- [YOUR INSTRUCTIONS] Can you render the material below as a JSON list of strings, one string per line, with blank lines left out?

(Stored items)
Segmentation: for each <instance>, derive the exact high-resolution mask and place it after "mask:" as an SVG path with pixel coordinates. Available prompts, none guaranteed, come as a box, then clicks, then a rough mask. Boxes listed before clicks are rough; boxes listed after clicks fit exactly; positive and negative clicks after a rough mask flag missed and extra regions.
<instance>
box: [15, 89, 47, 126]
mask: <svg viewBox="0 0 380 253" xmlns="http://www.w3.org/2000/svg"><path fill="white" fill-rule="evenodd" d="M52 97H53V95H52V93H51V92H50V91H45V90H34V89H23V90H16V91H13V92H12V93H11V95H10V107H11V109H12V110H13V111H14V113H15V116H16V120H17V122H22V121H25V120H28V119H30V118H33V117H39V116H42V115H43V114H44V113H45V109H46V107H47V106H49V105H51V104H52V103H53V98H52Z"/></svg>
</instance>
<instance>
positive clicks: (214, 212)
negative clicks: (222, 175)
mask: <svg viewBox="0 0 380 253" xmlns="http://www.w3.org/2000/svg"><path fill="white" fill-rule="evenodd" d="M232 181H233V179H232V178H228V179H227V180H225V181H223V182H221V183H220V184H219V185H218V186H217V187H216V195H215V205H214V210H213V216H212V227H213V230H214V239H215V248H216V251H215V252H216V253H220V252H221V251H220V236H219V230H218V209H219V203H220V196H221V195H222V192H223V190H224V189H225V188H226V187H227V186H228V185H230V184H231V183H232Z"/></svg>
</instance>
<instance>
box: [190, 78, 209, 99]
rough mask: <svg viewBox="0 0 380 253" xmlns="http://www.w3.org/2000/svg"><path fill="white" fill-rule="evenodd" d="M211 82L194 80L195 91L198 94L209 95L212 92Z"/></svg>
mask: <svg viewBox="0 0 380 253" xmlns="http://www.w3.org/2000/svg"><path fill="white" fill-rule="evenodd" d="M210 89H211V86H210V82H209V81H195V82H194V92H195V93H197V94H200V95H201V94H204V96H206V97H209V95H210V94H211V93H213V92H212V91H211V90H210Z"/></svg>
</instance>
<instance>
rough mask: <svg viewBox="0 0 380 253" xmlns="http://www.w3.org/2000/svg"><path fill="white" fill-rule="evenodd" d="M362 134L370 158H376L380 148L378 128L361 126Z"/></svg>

- [EXERCISE RESULT]
[
  "Segmentation: for each <instance>, derive the exact high-resolution mask and place it after \"mask:\" as an SVG path with pixel coordinates. Available prompts, none guaranteed, come as a box, then clicks, then a rough mask. Boxes listed before clicks are rough; boxes listed after clicks fit exactly; positive and negative clicks after a rough mask flag missed and extra regions.",
  "<instance>",
  "box: [15, 89, 47, 126]",
  "mask: <svg viewBox=\"0 0 380 253\" xmlns=\"http://www.w3.org/2000/svg\"><path fill=\"white\" fill-rule=\"evenodd\" d=\"M52 97H53V95H52V93H51V92H50V91H45V90H34V89H23V90H16V91H13V92H12V93H11V95H10V107H11V109H12V110H13V111H14V113H15V116H16V120H17V122H22V121H25V120H28V119H30V118H33V117H39V116H42V115H43V114H44V113H45V109H46V107H47V106H49V105H51V104H52V103H53V98H52Z\"/></svg>",
  "</instance>",
  "<instance>",
  "positive clicks: (214, 212)",
  "negative clicks: (222, 175)",
  "mask: <svg viewBox=\"0 0 380 253\" xmlns=\"http://www.w3.org/2000/svg\"><path fill=\"white\" fill-rule=\"evenodd\" d=\"M232 181H233V179H232V178H228V179H227V180H225V181H223V182H221V183H220V184H219V185H218V186H217V187H216V195H215V205H214V210H213V216H212V227H213V230H214V239H215V248H216V251H215V252H216V253H220V252H221V251H220V236H219V230H218V209H219V203H220V196H221V195H222V192H223V190H224V189H225V188H226V187H227V186H228V185H230V184H231V183H232Z\"/></svg>",
  "</instance>",
  "<instance>",
  "box: [190, 78, 209, 99]",
  "rough mask: <svg viewBox=\"0 0 380 253\" xmlns=\"http://www.w3.org/2000/svg\"><path fill=\"white\" fill-rule=\"evenodd\" d=\"M211 82L194 80L195 91L198 94L209 95L212 92Z\"/></svg>",
  "mask: <svg viewBox=\"0 0 380 253\" xmlns=\"http://www.w3.org/2000/svg\"><path fill=\"white\" fill-rule=\"evenodd\" d=\"M210 89H211V86H210V82H209V81H195V82H194V92H195V93H197V94H200V95H201V94H204V96H206V97H209V95H210V94H211V93H213V92H212V91H211V90H210Z\"/></svg>",
  "</instance>",
  "<instance>",
  "rough mask: <svg viewBox=\"0 0 380 253\" xmlns=\"http://www.w3.org/2000/svg\"><path fill=\"white\" fill-rule=\"evenodd\" d=\"M362 134L370 158H376L380 148L378 128L361 126Z\"/></svg>"
]